**** Exercise materials

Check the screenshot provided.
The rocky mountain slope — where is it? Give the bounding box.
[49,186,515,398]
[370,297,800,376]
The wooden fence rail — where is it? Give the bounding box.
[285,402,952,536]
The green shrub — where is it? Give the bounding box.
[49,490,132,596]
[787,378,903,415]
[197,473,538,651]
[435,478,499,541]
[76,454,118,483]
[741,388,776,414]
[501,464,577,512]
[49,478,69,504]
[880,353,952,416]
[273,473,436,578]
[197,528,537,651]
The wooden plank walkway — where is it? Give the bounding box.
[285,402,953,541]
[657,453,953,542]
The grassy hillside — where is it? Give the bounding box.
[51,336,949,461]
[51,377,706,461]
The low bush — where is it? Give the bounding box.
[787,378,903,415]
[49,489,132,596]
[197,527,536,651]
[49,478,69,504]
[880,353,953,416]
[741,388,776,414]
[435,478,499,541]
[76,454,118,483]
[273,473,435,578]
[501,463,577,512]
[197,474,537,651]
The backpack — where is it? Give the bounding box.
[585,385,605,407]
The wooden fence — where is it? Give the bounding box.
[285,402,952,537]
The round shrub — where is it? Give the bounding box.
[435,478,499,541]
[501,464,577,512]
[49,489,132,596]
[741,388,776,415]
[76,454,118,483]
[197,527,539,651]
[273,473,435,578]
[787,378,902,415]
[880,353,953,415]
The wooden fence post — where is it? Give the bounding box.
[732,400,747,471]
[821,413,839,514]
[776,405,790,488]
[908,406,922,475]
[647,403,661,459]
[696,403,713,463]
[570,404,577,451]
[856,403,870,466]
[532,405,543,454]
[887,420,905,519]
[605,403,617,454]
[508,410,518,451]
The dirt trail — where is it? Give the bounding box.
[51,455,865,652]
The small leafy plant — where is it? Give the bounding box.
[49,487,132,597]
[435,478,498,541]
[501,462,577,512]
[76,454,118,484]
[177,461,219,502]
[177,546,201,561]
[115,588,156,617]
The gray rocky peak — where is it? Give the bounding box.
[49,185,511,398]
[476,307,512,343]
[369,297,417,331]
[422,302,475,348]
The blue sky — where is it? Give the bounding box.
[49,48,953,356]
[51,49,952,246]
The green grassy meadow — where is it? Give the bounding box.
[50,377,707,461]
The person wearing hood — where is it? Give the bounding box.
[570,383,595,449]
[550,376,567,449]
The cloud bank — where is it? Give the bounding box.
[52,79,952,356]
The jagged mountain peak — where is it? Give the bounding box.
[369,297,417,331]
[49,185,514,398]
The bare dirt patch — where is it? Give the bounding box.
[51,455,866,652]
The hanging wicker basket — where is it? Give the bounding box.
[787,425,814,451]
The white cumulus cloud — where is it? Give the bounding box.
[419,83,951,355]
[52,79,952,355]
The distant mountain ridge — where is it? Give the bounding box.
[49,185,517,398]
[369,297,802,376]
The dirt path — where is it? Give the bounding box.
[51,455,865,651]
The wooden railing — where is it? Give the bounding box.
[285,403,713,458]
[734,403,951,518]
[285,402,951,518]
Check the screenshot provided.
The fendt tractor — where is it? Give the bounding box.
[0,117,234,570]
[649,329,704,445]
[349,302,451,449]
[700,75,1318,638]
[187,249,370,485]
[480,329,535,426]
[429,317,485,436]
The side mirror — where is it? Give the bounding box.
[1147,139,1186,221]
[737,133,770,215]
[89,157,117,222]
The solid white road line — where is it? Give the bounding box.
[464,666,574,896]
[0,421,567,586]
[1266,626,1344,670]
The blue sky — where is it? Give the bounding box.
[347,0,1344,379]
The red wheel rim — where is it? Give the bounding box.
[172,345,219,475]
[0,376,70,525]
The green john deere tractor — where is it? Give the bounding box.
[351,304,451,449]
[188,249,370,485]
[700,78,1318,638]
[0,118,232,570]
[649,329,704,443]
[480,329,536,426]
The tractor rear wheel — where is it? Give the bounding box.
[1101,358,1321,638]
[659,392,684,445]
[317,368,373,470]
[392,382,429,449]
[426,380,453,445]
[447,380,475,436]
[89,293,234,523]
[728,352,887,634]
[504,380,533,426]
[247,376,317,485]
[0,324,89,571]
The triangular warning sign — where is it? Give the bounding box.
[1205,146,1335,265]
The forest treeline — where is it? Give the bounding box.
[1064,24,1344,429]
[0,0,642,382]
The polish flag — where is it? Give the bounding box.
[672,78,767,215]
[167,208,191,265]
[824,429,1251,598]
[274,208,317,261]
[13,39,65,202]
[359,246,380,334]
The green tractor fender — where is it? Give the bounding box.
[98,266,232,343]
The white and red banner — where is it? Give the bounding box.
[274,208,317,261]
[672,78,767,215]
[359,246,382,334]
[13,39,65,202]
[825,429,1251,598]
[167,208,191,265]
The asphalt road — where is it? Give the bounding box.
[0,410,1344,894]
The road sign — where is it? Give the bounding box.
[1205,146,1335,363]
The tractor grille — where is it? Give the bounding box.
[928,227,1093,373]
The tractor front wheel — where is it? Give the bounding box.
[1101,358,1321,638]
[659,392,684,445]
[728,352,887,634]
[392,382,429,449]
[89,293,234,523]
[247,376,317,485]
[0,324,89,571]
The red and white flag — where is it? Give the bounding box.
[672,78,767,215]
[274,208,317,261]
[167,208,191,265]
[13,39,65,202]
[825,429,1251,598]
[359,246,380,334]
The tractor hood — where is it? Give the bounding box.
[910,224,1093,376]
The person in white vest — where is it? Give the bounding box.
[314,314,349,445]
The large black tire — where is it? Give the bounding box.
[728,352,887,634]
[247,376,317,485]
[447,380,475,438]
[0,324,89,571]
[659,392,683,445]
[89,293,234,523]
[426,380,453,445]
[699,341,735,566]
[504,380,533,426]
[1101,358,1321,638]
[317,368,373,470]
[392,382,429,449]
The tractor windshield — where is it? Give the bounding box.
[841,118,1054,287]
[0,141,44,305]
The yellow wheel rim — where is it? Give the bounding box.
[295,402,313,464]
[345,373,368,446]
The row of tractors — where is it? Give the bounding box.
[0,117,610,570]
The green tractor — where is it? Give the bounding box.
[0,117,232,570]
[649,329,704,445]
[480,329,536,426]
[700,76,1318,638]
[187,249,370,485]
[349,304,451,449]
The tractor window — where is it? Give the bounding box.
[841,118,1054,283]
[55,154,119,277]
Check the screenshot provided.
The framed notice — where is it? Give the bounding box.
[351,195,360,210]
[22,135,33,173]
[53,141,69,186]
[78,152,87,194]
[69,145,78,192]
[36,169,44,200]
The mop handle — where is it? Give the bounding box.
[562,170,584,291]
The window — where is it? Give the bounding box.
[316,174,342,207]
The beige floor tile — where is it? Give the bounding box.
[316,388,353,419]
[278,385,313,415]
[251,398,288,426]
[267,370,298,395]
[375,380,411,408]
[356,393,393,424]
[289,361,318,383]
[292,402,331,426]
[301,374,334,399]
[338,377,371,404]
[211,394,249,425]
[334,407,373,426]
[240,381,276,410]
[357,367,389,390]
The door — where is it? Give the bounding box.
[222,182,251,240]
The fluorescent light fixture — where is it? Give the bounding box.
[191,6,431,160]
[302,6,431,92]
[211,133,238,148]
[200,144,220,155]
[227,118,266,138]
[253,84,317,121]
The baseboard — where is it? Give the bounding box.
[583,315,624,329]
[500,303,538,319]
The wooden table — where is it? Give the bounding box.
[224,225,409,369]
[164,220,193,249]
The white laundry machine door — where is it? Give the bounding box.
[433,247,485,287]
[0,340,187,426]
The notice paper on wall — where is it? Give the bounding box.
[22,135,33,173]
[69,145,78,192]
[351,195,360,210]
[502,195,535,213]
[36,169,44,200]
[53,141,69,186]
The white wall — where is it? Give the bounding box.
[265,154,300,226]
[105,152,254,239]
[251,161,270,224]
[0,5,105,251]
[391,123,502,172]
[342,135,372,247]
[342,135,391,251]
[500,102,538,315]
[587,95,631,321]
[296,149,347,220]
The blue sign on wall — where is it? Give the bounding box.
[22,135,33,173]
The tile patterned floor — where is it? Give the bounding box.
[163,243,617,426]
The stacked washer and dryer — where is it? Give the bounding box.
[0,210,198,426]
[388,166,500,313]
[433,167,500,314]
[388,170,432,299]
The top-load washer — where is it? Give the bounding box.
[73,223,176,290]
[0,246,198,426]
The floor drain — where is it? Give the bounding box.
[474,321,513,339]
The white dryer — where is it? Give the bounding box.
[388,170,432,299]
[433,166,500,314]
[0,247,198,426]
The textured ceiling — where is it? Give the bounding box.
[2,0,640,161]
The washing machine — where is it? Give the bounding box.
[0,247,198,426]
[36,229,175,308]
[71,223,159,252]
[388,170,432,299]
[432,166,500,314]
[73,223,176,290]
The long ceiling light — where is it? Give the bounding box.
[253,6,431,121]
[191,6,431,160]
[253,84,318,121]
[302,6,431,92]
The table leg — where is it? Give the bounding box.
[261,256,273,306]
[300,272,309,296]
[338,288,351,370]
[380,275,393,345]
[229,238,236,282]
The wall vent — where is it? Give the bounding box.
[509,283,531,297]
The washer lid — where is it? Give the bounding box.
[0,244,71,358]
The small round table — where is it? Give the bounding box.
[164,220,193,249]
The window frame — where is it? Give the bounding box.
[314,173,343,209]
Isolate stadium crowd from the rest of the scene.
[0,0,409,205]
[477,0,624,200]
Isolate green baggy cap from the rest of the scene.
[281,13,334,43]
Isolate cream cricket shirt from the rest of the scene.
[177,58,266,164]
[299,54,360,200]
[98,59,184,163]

********

Set exercise: Convert the entries, from their first line through the line containing "[285,402,952,537]" inclusive, into a JSON array of strings with one string per line and blank lines omitted.

Reply to the task:
[
  "Check the screenshot provided.",
  "The rocky mountain slope — where is it? Give the bounding box.",
  "[49,186,515,398]",
  "[370,297,800,376]",
  "The wooden fence rail — where is it? Give the bounding box.",
  "[285,402,952,536]",
  "The green shrub — where is it? Give the bounding box.",
  "[49,490,132,596]",
  "[787,378,903,415]",
  "[197,473,538,651]",
  "[435,478,499,541]",
  "[76,454,118,483]",
  "[741,388,776,414]",
  "[501,464,577,512]",
  "[49,478,69,504]",
  "[880,353,952,416]",
  "[273,473,436,578]",
  "[197,528,537,651]",
  "The wooden plank walkway — where is it? Give the bounding box.",
  "[285,402,953,541]",
  "[657,453,953,542]",
  "The grassy hillside — where is it? Give the bounding box.",
  "[51,336,949,461]",
  "[51,377,706,461]",
  "The low bush — where is it? Give the bounding box.",
  "[787,378,903,415]",
  "[49,489,132,596]",
  "[197,527,536,651]",
  "[49,478,69,504]",
  "[880,353,953,416]",
  "[741,388,776,414]",
  "[435,478,499,541]",
  "[76,454,118,483]",
  "[273,473,435,578]",
  "[501,463,577,512]",
  "[197,474,537,651]",
  "The backpack — where is it? Give the bounding box.",
  "[585,385,605,407]",
  "The wooden fence — where is it? Give the bounding box.",
  "[285,402,952,537]"
]